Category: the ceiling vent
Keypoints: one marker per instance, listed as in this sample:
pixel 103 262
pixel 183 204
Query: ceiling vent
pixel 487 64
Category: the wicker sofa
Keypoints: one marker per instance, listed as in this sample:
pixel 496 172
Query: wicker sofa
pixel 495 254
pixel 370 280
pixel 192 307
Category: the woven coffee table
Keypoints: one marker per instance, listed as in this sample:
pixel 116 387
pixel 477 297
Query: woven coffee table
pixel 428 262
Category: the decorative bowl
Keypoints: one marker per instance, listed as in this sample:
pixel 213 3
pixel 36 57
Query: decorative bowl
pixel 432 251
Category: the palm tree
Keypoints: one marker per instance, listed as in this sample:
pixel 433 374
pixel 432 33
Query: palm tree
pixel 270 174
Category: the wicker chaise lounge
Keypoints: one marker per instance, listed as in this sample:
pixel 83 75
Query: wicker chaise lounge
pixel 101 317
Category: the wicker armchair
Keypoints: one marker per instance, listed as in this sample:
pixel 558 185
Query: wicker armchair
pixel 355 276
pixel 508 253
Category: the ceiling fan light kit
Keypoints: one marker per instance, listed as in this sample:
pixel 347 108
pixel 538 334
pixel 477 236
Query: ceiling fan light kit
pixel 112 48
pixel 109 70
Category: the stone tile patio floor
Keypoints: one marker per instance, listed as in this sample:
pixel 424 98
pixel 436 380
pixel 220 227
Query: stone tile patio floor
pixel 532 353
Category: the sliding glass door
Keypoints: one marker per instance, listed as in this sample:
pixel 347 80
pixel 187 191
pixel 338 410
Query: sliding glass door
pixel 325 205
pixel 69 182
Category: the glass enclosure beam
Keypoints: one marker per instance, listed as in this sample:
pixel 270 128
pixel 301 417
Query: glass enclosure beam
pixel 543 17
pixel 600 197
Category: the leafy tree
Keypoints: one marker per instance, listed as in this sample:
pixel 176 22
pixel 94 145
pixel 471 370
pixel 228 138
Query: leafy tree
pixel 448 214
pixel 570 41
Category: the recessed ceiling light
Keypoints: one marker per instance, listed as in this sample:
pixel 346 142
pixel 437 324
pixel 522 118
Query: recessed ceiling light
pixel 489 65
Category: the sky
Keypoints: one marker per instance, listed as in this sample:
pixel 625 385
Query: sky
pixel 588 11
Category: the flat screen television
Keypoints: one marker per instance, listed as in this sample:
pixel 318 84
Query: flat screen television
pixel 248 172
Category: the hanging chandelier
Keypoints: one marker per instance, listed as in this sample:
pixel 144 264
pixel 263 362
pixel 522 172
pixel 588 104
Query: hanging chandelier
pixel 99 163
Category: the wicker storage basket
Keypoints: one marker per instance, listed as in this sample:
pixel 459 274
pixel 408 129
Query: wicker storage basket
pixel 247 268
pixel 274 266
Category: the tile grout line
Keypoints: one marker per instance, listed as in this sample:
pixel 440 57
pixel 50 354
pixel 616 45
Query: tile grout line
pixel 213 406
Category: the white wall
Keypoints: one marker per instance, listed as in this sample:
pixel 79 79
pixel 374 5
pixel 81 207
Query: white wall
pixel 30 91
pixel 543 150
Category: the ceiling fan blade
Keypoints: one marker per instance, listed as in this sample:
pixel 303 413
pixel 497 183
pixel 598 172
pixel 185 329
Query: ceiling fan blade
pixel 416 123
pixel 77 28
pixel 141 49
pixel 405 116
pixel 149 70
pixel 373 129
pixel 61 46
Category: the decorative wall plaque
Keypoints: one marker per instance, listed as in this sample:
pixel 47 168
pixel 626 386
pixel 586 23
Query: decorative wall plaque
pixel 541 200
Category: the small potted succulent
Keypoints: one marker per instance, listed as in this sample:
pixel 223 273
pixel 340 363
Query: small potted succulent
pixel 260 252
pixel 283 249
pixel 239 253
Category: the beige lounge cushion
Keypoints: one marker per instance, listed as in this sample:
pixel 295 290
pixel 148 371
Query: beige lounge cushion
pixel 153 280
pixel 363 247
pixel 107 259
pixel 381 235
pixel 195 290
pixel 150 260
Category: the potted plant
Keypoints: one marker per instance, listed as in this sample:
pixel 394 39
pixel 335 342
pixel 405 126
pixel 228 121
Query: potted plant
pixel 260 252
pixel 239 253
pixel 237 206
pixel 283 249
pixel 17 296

--

Of the lines above, output exactly those from the line bearing "pixel 522 172" through the line bearing "pixel 394 39", inclusive.

pixel 522 172
pixel 588 104
Query: hanging chandelier
pixel 99 163
Category: the wicker storage basket
Keypoints: one marker per instance, listed as in this sample:
pixel 459 274
pixel 408 129
Query: wicker storage basket
pixel 247 268
pixel 274 266
Category: the tile grout line
Keypoints: one marker per instance, listed as in this sample:
pixel 440 57
pixel 50 354
pixel 616 45
Query: tile grout line
pixel 213 406
Category: the white wall
Keypoints: one marker per instance, listed as in this sample:
pixel 79 79
pixel 374 5
pixel 81 207
Query: white wall
pixel 30 91
pixel 543 150
Category: the ceiling fan blade
Keypoints: one marker per instance, listed as in this sample:
pixel 303 413
pixel 497 183
pixel 598 172
pixel 185 329
Query: ceiling fan blade
pixel 416 123
pixel 77 28
pixel 141 49
pixel 405 116
pixel 149 70
pixel 373 129
pixel 61 46
Category: the decorative wall plaque
Keypoints: one marker per instance, listed as in this sample:
pixel 47 168
pixel 626 386
pixel 586 23
Query: decorative wall plaque
pixel 541 200
Category: the small potted succulent
Keypoints: one marker per instance, listed as in this sample:
pixel 223 273
pixel 340 363
Query: small potted succulent
pixel 260 252
pixel 283 249
pixel 239 253
Category: the beige lounge cushion
Keypoints: one marker per instance, listed as in this sample:
pixel 295 290
pixel 148 371
Query: beige lounge cushion
pixel 153 280
pixel 363 247
pixel 107 259
pixel 381 235
pixel 195 290
pixel 150 260
Category: the potted plant
Keypoints: one marker per instance, listed as in this sample:
pixel 394 39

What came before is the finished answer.